[Records from a dataset]

BEGIN

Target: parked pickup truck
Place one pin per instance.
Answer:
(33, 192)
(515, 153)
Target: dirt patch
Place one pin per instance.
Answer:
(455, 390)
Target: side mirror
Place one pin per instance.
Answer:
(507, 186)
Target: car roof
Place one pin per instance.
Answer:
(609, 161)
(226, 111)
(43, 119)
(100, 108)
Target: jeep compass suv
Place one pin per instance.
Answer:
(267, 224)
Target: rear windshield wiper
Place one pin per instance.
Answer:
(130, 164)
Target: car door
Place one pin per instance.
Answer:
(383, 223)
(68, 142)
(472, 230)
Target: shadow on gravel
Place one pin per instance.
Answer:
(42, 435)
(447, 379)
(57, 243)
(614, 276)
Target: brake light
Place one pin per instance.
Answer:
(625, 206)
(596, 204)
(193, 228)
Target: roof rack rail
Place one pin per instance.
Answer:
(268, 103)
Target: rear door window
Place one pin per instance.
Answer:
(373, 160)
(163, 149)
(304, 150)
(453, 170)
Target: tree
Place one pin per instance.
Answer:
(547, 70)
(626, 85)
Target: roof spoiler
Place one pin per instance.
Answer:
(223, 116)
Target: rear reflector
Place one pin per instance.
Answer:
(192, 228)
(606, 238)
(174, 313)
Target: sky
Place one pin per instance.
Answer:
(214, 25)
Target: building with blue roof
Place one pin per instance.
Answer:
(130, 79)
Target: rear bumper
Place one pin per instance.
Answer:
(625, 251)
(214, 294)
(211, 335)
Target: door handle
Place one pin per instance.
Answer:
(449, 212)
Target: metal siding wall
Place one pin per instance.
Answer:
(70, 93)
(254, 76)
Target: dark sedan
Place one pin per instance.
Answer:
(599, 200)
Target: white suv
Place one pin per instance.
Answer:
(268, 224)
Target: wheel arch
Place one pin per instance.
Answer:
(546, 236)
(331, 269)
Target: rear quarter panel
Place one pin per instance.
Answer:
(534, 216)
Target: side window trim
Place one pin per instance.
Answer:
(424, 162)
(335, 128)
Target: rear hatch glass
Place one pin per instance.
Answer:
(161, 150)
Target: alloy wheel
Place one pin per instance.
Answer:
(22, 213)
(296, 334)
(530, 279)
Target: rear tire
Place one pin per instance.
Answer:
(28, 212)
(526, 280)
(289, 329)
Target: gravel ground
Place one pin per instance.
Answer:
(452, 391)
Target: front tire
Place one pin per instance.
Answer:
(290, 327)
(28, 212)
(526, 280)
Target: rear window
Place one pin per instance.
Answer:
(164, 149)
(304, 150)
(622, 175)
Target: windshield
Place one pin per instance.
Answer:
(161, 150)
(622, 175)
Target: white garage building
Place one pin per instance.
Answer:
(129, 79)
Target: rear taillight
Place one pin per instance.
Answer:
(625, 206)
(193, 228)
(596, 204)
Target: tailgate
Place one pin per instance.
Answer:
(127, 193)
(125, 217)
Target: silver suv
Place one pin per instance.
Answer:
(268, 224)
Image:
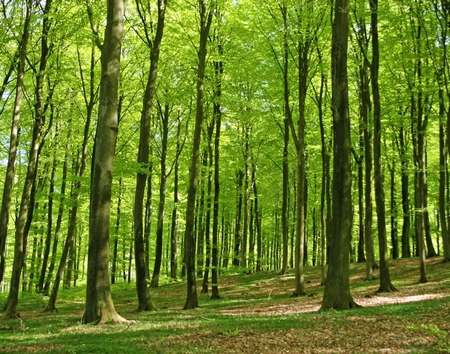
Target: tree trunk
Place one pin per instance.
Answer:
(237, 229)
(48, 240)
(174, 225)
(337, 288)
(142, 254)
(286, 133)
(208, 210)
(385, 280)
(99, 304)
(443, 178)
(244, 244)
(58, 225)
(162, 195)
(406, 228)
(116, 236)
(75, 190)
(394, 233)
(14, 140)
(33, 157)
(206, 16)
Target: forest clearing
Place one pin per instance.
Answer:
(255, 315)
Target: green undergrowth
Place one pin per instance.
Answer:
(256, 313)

END

Reproduce each line from the data that has "side" in it.

Target: side mirror
Target: side window trim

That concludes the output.